• [Source]:
☆ ☆ ☆ ☆ ☆

Governor Paterson's Proposal Would Limit Placements in OCFS Detention Facilities
THURSDAY, JUNE 24, 2010

Governor David A. Patterson has proposed legislation that would limit placements in Office of Children and Family Services (OCFS) detention facilities, which have been the subject of a federal report as well as a civil rights law suit by The Legal Aid Society, charging that children confined in OCFS residential centers are subjected to unconstitutional and excessive force by members of the staff and are deprived of legally-required mental health services.

Tamara Steckler, Attorney-in-Charge of the Society's Juvenile Rights Practice, told The New York Law Journal that the governor's bill would leave judges with discretion to make needed placements.

"The most important thing about this bill is the message it sends." she said, adding that "way too many children" are stripped of their liberty for mere "social" offenses.


The New York Law Journal
Bill Would Curb Judges' Discretion to Confine Juveniles in OCFS Sites
By Jeff Storey
06-24-2010

Family Court judges would be limited to confining only the most dangerous juvenile delinquents in the state's widely criticized youth prisons under legislation being considered in Albany. Governor David A. Paterson's proposed Program Bill 273 would curb the discretion of judges to place 7-to-15-year-old lawbreakers with the Office of Children and Family Services (OCFS).

☆ ☆ ☆ ☆ ☆

• [Entries supplied]:
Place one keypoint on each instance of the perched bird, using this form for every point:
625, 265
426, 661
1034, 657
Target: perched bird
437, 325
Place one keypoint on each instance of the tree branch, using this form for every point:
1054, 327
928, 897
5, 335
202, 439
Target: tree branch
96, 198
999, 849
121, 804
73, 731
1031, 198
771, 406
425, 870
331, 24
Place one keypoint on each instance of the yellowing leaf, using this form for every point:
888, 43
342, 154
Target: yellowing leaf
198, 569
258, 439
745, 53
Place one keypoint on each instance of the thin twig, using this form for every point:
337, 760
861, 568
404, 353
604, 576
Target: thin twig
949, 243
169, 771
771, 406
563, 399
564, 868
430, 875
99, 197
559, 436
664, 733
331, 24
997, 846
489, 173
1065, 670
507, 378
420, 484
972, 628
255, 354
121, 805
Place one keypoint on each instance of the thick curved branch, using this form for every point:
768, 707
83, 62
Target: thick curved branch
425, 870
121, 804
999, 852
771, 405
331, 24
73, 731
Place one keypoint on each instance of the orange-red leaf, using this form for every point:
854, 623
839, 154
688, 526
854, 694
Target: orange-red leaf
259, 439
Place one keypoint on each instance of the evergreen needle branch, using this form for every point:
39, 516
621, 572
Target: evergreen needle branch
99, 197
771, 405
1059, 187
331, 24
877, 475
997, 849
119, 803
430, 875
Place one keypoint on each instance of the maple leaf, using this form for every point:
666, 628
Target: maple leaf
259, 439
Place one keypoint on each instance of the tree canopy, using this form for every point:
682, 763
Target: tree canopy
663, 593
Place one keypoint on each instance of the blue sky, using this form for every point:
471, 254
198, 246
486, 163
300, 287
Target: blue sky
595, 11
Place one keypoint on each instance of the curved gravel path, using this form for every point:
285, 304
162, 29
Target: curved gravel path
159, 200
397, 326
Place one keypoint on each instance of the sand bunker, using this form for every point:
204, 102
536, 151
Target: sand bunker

☆ ☆ ☆ ☆ ☆

• [What is needed]:
Can you retype the whole piece above on Governor Paterson's bill to limit placements in OCFS detention facilities, word for word?

• [Result of the task]:
Governor Paterson's Proposal Would Limit Placements in OCFS Detention Facilities
THURSDAY, JUNE 24, 2010

Governor David A. Patterson has proposed legislation that would limit placements in Office of Children and Family Services (OCFS) detention facilities, which have been the subject of a federal report as well as a civil rights law suit by The Legal Aid Society, charging that children confined in OCFS residential centers are subjected to unconstitutional and excessive force by members of the staff and are deprived of legally-required mental health services.

Tamara Steckler, Attorney-in-Charge of the Society's Juvenile Rights Practice, told The New York Law Journal that the governor's bill would leave judges with discretion to make needed placements.

"The most important thing about this bill is the message it sends." she said, adding that "way too many children" are stripped of their liberty for mere "social" offenses.


The New York Law Journal
Bill Would Curb Judges' Discretion to Confine Juveniles in OCFS Sites
By Jeff Storey
06-24-2010

Family Court judges would be limited to confining only the most dangerous juvenile delinquents in the state's widely criticized youth prisons under legislation being considered in Albany. Governor David A. Paterson's proposed Program Bill 273 would curb the discretion of judges to place 7-to-15-year-old lawbreakers with the Office of Children and Family Services (OCFS).